**Énoncé 1**: D'après l'extrait ci-dessous sur la carrière à l'Opéra-Comique, à quelle date ont eu lieu les débuts sur cette scène ?

En 1863, elle habitait 11 rue Blanche à Paris 9e. Elle est décédée en 1885 à cinquante-huit ans, en son domicile, avenue Corneille à Maisons-Laffitte.

 

 

 

Sa carrière à l'Opéra-Comique

 

Elle y débuta le 23 mai 1849 dans le Val d'Andorre (Georgette).

 

Elle y chanta les Mousquetaires de la reine (Athénaïs de Solange, 10 septembre 1849).

 

Elle y fit son retour le 23 février 1856 en créant Manon Lescaut (Manon Lescaut) d'Esprit Auber.

 

Elle y créa le 09 décembre 1857 le Carnaval de Venise (Sylvia) d'Ambroise Thomas ; le 04 novembre 1858 la Bacchante d'Eugène Gautier ; le 04 avril 1859 le Pardon de Ploërmel (Dinorah) de Giacomo Meyerbeer ; le 23 avril 1860 le Château Trompette (Lise) de François-Auguste Gevaert ; le 28 mai 1866 Zilda (Zilda) de Friedrich von Flotow ; le 17 novembre 1866 Mignon (Philine) d'Ambroise Thomas ; le 15 février 1868 le Premier jour de bonheur (Hélène) d'Esprit Auber ; le 28 novembre 1868 le Corricolo (Caroline de Lussan) de Ferdinand Poise.

 

Elle y participa à la première le 10 mai 1869 de Jaguarita l'Indienne (Jaguarita) de Fromental Halévy.

**Énoncé 2**: Indiquez combien de lignes, dans les lignes ci-dessous, contiennent la chaîne « blonde ». Donnez seulement le nombre.

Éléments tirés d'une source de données
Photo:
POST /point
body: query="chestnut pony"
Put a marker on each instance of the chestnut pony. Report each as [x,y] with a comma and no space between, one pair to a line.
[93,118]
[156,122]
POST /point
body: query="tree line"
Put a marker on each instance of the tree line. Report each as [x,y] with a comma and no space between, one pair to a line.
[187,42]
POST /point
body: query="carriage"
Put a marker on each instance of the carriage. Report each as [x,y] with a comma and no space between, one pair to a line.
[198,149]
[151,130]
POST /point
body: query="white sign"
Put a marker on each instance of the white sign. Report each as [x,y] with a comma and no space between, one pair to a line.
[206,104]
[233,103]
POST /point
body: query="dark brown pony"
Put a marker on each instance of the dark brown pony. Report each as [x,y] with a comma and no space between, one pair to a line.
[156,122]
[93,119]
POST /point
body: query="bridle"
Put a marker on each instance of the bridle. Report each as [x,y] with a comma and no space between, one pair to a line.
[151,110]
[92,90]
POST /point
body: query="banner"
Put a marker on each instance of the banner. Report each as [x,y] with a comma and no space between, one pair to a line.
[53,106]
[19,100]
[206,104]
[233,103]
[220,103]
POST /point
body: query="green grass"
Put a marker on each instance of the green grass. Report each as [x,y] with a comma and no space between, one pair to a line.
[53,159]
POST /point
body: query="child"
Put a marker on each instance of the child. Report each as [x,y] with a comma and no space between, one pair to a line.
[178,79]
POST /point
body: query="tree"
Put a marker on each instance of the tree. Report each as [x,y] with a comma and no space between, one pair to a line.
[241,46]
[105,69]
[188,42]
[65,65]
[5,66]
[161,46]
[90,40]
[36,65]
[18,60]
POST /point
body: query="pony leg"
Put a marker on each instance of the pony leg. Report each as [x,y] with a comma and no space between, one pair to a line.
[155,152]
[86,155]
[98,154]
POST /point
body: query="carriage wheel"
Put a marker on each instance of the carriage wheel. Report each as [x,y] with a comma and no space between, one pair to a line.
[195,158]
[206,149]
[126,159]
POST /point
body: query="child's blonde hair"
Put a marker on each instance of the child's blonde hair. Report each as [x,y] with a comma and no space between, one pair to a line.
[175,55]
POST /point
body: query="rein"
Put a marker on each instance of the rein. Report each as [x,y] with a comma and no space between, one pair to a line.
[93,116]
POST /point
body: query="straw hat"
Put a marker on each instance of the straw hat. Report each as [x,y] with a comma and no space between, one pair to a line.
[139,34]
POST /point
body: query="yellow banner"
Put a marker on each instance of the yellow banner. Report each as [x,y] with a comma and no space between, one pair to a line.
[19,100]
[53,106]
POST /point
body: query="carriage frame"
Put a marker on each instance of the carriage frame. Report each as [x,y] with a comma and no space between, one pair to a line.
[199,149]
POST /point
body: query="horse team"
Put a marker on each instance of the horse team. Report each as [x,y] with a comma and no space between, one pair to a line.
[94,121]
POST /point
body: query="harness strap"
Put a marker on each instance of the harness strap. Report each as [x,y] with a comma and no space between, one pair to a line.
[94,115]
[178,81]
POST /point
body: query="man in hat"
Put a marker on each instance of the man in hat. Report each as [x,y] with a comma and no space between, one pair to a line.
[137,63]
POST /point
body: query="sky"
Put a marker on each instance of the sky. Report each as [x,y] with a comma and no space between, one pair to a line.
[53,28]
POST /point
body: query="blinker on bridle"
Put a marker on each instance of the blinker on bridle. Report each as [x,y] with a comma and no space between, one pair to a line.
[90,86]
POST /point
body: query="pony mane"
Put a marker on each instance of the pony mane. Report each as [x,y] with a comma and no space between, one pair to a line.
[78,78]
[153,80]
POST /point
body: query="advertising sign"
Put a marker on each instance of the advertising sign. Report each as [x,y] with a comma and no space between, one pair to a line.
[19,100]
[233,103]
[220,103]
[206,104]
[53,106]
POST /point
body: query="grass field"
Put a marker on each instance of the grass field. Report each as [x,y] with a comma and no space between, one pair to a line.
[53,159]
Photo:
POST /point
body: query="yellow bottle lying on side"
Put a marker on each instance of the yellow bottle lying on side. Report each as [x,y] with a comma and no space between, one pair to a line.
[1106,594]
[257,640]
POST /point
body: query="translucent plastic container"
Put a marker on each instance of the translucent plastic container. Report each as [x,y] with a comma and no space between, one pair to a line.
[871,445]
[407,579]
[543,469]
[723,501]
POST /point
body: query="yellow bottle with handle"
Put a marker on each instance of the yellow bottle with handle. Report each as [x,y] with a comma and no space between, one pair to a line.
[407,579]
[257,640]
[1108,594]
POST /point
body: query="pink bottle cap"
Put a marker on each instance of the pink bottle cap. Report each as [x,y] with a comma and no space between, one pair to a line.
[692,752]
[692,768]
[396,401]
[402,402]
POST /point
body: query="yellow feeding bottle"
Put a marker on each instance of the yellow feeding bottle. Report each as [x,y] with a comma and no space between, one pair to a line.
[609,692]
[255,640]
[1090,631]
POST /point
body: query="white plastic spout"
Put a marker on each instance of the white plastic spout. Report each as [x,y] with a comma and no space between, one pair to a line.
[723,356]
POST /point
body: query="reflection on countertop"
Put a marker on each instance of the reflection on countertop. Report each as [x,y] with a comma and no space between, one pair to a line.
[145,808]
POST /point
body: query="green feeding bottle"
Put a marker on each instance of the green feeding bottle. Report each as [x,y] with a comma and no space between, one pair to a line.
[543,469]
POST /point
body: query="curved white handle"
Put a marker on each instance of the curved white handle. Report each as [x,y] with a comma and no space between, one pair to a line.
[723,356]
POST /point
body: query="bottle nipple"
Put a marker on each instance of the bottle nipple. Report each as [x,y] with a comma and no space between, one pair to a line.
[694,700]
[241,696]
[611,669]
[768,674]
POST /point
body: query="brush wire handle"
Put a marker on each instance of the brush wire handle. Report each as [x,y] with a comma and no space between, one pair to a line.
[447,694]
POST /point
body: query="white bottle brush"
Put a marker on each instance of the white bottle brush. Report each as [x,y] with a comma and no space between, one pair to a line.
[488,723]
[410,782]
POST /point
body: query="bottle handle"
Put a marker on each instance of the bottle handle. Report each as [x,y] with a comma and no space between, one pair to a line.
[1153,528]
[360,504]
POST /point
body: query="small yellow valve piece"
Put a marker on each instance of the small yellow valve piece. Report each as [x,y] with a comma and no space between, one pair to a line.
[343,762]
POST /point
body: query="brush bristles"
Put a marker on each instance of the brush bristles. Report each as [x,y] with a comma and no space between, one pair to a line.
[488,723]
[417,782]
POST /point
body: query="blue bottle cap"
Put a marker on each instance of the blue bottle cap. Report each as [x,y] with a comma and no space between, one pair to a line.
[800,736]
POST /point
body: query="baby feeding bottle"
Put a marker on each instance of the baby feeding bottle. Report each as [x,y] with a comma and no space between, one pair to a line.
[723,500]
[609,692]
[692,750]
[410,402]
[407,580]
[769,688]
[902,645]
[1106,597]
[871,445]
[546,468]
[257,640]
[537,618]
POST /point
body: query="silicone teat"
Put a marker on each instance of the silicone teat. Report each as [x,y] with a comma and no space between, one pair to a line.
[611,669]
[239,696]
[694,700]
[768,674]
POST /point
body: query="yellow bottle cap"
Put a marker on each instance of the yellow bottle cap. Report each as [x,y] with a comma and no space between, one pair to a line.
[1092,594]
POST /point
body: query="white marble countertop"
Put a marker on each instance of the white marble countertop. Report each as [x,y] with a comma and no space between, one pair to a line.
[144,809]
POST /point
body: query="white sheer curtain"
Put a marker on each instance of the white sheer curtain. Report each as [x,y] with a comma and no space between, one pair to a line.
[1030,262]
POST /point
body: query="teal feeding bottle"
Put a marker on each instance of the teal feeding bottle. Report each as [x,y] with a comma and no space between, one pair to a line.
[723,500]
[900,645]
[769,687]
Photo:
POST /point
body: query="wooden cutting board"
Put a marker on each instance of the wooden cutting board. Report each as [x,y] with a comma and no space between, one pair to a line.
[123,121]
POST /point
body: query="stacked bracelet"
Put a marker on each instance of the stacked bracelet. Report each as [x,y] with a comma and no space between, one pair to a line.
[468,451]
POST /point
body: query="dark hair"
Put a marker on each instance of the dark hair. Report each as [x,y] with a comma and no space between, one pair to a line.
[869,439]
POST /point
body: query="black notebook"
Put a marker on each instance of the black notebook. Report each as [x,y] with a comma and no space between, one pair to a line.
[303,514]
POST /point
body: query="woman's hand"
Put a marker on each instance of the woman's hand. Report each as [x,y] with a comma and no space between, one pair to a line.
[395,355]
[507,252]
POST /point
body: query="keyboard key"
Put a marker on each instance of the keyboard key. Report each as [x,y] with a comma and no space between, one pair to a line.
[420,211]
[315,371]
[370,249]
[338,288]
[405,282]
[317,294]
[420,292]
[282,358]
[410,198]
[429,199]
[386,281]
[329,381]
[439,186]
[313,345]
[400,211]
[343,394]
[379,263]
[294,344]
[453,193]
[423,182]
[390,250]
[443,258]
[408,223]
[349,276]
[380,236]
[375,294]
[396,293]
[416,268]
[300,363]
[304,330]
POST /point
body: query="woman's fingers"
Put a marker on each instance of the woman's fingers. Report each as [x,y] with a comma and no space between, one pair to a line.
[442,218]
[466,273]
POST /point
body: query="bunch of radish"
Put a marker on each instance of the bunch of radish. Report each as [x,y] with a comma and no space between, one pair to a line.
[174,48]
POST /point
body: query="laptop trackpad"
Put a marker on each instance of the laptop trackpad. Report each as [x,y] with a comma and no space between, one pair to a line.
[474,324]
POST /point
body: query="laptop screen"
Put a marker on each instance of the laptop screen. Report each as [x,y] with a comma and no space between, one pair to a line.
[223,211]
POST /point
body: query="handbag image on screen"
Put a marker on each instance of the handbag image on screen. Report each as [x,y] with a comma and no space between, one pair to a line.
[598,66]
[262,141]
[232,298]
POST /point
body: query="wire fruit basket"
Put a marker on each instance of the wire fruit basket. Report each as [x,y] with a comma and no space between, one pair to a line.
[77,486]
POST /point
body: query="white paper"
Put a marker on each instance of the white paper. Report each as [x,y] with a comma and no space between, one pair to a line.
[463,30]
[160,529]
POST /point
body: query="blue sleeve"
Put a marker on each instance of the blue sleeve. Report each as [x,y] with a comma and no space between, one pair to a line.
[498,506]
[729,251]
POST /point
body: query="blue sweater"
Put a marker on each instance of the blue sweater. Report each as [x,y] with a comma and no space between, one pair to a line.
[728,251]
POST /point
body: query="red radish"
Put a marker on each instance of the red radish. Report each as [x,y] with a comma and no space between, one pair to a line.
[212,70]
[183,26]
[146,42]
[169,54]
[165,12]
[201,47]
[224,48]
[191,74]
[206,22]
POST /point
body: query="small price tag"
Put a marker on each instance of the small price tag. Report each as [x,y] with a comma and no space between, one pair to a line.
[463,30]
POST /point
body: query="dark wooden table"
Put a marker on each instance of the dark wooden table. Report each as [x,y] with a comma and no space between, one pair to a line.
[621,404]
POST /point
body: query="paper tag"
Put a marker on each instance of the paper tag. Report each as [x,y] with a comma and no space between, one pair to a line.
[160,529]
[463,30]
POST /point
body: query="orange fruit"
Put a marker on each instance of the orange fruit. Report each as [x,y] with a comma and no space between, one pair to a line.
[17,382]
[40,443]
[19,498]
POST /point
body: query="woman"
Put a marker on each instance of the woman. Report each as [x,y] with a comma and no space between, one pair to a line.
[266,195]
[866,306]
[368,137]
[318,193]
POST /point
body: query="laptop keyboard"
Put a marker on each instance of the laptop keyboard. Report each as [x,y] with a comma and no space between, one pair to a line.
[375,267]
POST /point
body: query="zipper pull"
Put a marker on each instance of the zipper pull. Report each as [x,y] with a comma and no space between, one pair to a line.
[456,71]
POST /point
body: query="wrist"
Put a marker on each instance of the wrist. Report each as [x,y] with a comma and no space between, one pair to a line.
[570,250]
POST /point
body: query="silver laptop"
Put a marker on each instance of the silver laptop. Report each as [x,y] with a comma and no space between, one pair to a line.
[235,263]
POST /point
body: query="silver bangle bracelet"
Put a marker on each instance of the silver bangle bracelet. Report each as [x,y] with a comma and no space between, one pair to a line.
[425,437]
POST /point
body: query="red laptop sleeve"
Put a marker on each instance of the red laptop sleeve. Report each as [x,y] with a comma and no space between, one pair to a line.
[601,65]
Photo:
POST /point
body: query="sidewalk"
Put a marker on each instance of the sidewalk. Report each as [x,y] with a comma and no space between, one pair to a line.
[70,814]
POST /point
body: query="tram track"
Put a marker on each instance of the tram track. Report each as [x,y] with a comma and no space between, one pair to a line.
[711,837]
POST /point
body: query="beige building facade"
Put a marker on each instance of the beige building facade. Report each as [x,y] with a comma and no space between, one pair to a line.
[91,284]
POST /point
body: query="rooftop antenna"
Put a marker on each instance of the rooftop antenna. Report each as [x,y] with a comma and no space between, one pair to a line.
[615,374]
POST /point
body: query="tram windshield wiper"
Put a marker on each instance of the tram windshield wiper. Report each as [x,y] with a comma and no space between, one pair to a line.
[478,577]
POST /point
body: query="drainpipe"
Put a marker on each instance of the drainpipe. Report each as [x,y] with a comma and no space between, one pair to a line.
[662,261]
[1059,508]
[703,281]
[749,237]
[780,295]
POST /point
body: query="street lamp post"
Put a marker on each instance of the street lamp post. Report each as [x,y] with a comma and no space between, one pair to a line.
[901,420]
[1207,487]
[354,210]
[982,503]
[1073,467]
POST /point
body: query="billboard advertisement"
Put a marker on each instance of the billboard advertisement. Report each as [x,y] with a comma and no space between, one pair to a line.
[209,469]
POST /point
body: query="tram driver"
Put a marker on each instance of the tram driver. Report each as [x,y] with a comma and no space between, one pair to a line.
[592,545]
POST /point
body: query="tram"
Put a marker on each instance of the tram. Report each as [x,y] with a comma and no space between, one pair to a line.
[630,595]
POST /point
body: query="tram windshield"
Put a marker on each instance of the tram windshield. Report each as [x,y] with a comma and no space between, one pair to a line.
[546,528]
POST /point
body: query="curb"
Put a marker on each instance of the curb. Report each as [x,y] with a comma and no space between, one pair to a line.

**Réponse complète 1**: Le 23 mai 1849.

**Réponse complète 2**: 2